# What the task requires
What you return must be exactly the lines running from the one with "line, written as integer pixel values." to the end of the data below, inclusive, and nothing more.

# Data for this exercise
━━━━━━━━━━━━━━━━━━━━

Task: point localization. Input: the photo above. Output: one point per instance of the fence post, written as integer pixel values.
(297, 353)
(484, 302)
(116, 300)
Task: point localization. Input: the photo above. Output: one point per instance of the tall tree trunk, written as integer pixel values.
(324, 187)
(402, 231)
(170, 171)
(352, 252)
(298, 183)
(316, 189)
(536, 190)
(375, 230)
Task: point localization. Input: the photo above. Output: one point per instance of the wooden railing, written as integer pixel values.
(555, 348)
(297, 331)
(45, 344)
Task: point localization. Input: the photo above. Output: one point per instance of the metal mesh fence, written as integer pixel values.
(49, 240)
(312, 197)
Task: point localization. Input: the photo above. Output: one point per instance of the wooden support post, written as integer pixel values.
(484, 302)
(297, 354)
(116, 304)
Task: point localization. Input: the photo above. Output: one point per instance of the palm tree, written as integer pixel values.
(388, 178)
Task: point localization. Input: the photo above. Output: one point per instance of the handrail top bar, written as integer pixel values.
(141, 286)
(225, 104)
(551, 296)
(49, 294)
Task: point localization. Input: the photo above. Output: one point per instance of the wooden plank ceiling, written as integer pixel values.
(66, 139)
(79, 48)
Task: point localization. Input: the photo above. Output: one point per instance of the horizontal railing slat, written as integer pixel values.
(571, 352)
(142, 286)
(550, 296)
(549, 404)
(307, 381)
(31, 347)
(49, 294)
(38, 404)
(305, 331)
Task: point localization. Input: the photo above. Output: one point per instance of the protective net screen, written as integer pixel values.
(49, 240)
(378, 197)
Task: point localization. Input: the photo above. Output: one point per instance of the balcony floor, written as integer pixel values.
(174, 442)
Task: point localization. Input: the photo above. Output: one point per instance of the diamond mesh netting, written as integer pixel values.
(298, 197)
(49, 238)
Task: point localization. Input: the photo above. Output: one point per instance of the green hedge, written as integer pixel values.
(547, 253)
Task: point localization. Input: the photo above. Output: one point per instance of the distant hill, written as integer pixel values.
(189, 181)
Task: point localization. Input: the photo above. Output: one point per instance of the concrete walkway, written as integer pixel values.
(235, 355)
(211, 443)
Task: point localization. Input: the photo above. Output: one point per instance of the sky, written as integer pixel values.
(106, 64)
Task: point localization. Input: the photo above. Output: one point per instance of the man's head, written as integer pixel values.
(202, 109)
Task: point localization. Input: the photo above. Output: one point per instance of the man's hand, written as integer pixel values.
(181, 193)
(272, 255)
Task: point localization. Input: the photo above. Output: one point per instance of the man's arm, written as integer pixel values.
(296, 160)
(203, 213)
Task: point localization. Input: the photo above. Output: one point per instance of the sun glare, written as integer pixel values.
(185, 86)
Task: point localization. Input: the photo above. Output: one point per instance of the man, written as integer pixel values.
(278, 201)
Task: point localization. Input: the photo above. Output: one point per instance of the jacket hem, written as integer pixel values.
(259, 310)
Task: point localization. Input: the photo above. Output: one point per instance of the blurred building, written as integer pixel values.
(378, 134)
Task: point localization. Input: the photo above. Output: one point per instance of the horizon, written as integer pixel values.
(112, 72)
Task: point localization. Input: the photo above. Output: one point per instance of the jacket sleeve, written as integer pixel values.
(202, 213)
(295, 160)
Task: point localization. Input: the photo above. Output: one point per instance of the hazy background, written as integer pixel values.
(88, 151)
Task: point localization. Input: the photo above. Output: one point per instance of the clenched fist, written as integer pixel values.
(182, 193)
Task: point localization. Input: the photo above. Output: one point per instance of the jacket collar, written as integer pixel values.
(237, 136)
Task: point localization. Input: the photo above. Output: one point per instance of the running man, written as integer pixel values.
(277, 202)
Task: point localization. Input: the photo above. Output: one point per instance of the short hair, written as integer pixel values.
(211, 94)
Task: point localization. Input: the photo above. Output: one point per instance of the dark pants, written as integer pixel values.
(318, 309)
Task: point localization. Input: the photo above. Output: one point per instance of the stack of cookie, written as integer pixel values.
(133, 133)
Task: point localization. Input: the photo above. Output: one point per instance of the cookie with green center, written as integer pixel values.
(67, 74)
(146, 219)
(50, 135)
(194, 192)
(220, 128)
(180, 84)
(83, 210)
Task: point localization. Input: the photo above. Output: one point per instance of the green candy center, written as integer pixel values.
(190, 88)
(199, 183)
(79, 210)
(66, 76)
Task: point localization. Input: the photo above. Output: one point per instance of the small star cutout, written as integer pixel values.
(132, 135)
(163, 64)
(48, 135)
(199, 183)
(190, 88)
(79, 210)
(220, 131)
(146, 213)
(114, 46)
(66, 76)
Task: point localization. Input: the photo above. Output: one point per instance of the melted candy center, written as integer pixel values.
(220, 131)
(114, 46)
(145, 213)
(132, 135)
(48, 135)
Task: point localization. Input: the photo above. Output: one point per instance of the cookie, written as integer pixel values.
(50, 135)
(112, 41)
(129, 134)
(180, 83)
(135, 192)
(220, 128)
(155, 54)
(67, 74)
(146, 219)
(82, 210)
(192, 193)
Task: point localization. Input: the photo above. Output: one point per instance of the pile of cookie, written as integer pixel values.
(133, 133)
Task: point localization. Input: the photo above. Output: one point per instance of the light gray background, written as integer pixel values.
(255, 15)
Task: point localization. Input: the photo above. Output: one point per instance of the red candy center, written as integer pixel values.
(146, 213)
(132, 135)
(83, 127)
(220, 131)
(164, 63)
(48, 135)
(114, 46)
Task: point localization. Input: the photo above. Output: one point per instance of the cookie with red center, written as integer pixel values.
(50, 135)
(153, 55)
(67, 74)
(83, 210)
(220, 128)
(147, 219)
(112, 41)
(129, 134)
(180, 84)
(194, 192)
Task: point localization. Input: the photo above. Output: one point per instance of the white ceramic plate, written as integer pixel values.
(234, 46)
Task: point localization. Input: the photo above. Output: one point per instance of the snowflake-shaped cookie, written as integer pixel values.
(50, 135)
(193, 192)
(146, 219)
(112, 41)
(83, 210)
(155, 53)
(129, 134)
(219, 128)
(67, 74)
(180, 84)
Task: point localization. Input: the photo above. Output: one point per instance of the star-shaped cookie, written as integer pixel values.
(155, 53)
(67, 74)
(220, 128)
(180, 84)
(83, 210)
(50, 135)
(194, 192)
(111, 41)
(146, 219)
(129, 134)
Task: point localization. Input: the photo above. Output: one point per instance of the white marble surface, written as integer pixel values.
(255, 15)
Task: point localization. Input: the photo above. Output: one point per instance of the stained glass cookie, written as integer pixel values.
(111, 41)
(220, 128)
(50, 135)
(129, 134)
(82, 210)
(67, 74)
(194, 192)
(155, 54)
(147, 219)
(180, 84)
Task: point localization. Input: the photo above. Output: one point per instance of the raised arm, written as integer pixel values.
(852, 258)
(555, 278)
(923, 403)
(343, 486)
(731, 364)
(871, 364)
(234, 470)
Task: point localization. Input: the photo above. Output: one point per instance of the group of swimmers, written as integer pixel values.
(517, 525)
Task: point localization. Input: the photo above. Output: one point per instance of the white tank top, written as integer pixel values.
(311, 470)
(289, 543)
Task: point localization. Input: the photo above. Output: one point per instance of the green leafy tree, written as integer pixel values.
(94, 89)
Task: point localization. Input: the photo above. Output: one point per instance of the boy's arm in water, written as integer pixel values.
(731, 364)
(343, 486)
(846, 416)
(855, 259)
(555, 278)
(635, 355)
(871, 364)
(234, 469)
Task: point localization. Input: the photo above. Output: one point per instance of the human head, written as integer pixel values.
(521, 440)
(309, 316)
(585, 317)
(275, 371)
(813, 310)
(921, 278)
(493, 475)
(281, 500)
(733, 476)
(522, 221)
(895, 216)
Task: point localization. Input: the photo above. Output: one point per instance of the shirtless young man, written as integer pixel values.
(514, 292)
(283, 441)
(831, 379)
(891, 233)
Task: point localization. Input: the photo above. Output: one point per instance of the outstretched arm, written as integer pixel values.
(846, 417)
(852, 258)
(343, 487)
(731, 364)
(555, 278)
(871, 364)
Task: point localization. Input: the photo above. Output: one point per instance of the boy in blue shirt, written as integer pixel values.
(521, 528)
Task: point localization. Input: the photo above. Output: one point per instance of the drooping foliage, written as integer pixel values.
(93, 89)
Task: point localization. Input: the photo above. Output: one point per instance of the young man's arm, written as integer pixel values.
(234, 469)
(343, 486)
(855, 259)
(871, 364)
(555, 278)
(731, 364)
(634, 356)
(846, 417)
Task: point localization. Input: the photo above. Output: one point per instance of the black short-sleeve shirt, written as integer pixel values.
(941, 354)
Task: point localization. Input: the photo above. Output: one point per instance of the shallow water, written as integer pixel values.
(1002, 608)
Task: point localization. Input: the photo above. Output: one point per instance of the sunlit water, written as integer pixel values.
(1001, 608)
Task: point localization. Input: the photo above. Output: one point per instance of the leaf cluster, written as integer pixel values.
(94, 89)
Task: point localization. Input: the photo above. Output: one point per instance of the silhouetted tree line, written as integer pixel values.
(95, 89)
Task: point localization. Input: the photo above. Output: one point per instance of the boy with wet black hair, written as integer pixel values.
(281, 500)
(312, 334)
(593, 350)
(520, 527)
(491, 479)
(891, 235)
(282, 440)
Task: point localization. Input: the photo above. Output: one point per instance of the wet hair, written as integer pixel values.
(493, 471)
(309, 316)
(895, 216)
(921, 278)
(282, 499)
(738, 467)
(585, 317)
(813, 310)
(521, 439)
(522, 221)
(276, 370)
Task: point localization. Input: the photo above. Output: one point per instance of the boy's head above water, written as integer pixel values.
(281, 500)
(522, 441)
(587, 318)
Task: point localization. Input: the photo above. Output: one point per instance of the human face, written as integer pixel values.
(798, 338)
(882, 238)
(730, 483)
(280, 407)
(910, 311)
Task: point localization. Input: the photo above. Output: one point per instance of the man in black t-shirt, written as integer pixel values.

━━━━━━━━━━━━━━━━━━━━

# Solution
Task: point localization. Input: the photo above. Output: one point per instance of the silhouetted tree line, written as integer pixel values.
(95, 89)
Task: point localization. Input: the photo above. Output: one point per instance of the boy with wet black hair, written as integer pixel values.
(281, 500)
(312, 334)
(593, 350)
(520, 527)
(491, 479)
(891, 235)
(282, 440)
Task: point localization. Input: the photo above. Output: one point per instance of the wet hair, written as integer pixel values.
(493, 471)
(309, 316)
(895, 216)
(921, 278)
(282, 499)
(738, 467)
(585, 317)
(813, 310)
(521, 439)
(522, 221)
(276, 370)
Task: point localization. Input: the photo above. Output: one point per instance of the boy's head above water, written as integer pixel values.
(281, 500)
(522, 441)
(587, 318)
Task: point localization. Input: the photo above. Output: one point per instance of the human face, written as integer pixel values.
(798, 338)
(882, 238)
(730, 483)
(280, 407)
(910, 311)
Task: point localization. Input: the photo above. Output: one point per instance of the man in black t-shirt, written as integer pixel values.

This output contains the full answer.